Retype, without alteration, each line from the line containing "Each instance receives one keypoint. Annotate the blue boat" to the final line of the records.
==== Records provided ====
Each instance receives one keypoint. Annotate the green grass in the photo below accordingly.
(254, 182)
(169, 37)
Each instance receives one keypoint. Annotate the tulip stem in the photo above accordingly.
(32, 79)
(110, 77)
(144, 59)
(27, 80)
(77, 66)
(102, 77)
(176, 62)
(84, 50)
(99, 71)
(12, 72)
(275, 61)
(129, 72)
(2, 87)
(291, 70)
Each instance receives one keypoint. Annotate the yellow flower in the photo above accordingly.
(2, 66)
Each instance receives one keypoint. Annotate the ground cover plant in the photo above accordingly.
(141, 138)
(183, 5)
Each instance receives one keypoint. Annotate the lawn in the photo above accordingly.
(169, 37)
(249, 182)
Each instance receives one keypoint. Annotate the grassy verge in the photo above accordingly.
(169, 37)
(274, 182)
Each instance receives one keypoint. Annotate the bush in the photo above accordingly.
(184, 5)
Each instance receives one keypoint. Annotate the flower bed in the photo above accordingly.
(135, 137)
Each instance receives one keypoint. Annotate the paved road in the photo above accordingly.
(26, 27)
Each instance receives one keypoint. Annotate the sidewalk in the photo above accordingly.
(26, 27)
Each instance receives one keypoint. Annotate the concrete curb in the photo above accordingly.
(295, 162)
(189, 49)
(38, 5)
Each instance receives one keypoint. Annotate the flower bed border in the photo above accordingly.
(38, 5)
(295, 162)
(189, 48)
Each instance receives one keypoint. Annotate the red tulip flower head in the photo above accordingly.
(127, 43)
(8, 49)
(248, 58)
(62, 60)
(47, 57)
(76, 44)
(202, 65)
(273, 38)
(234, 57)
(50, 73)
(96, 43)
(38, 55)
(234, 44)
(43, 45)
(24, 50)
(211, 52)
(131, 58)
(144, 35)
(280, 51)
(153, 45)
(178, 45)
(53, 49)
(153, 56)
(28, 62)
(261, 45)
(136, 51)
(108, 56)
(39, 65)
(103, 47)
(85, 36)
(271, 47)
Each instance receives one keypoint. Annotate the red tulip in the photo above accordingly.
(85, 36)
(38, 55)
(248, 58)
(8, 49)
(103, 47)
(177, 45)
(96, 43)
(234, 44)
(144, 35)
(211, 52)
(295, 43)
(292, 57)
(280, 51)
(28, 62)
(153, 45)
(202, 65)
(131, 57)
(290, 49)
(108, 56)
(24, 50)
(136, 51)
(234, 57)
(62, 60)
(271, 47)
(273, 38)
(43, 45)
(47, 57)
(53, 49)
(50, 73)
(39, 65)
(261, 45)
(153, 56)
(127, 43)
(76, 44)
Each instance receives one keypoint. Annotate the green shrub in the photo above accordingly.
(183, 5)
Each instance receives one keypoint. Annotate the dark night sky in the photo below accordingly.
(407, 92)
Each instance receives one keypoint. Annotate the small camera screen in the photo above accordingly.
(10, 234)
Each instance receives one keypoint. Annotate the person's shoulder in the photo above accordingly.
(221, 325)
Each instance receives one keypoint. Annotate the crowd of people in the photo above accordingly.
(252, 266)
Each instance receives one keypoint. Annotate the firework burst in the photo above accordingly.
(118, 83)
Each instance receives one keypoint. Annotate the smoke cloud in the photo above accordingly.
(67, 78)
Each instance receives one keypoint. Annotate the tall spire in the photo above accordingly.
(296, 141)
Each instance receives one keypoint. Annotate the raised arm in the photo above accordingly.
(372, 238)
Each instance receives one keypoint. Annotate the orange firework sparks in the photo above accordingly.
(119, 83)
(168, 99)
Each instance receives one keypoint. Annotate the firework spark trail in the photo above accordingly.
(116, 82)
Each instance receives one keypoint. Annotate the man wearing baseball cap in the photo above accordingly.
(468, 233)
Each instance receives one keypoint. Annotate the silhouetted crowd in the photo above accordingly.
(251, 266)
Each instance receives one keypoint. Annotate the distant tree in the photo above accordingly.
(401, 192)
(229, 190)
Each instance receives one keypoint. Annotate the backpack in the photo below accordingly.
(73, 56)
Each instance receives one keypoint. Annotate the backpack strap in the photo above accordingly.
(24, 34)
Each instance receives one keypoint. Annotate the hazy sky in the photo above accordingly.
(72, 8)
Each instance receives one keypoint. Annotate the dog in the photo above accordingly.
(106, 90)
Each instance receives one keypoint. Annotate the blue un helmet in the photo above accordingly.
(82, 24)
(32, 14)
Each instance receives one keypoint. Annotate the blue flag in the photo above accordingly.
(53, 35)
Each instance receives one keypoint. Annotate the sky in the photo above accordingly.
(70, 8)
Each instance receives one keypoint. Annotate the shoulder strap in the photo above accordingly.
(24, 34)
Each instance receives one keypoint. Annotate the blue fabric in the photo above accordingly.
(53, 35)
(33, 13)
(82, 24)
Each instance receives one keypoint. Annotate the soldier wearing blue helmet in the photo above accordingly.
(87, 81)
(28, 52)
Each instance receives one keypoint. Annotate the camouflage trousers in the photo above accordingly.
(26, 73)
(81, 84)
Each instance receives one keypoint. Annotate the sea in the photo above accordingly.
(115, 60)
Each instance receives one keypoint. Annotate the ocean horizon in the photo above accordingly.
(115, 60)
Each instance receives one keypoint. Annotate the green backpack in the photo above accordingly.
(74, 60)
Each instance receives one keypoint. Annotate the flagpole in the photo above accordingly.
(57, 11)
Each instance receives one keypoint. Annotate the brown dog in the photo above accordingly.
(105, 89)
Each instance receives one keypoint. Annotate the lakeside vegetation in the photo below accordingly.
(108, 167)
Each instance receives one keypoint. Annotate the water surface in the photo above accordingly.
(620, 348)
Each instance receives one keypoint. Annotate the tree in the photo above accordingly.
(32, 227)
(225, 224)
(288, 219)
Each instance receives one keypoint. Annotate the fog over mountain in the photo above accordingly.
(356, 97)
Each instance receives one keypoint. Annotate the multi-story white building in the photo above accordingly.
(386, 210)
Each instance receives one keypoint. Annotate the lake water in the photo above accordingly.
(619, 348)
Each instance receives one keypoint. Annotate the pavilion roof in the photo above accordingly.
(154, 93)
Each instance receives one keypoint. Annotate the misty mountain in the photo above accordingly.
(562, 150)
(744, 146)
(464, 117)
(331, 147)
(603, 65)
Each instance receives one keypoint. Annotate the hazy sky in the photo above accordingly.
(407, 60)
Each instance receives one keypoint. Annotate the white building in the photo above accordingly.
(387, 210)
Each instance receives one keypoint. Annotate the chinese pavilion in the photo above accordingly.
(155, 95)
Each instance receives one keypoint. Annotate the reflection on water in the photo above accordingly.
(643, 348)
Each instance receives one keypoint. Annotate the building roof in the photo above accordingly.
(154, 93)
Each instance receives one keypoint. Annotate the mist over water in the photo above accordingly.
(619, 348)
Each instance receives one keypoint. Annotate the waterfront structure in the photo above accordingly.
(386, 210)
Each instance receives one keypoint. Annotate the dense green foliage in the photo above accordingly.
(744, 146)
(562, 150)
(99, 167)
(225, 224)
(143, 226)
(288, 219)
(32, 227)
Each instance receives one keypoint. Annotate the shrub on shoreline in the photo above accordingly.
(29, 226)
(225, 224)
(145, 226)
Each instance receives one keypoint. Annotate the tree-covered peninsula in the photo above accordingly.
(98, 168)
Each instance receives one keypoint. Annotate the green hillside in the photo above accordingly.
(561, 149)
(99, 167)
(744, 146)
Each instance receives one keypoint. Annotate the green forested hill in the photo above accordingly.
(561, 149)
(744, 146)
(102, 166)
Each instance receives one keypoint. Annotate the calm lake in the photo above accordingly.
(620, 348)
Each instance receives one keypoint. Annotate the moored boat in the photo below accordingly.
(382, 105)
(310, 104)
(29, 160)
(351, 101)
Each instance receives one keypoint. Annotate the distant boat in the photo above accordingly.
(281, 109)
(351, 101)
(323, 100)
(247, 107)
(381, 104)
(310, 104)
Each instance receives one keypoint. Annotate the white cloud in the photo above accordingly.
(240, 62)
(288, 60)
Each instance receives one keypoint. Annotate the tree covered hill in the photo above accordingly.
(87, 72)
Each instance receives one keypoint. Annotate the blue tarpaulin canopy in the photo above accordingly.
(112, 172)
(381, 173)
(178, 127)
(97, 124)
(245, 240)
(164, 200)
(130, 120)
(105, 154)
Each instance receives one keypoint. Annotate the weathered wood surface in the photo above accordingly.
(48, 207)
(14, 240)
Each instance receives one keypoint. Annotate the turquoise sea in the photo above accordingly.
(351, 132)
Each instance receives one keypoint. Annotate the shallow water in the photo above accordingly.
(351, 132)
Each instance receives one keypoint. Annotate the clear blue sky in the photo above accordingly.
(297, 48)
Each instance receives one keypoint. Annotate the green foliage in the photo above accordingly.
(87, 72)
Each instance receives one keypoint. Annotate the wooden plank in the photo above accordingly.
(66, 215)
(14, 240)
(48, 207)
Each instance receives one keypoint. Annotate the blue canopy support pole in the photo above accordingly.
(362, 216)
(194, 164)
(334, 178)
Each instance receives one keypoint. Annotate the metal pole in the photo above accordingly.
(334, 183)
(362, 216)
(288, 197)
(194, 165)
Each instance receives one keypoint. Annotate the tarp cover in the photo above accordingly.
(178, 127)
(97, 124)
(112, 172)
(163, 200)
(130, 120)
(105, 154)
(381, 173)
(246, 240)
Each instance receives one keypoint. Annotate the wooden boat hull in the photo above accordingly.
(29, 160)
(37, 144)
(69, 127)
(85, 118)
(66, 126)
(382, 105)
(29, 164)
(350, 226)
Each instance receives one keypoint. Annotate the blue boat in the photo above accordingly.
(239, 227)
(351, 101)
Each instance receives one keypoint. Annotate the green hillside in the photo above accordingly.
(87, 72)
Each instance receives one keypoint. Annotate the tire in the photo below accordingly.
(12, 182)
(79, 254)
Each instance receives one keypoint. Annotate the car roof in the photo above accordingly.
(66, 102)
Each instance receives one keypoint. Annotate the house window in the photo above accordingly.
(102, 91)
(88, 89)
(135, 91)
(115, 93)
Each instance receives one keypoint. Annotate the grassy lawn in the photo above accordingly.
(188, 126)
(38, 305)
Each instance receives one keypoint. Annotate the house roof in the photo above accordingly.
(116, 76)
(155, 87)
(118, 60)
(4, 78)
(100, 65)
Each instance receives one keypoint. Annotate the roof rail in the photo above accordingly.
====
Finished exercise:
Each instance receives one keypoint. Annotate the blue boat in the photo above accordingly.
(239, 227)
(351, 101)
Each instance receives one keypoint. Annotate the green hillside in the photo above accordingly.
(87, 72)
Each instance receives one keypoint. Annotate the tire in the photo below accordingly.
(12, 182)
(79, 254)
Each instance receives one keypoint. Annotate the car roof in the photo above accordingly.
(66, 102)
Each instance receives one keypoint. Annotate the house window in the photo above accordingly.
(102, 91)
(88, 89)
(135, 91)
(115, 93)
Each instance receives one keypoint. Annotate the grassy lawn in the photo above accordingly.
(188, 126)
(38, 305)
Each instance receives one keypoint. Annotate the house roof in the photo above accordingly.
(116, 76)
(155, 87)
(118, 60)
(4, 78)
(100, 65)
Each instance receives one keypoint. Annotate the roof rail in the photo above accordingly.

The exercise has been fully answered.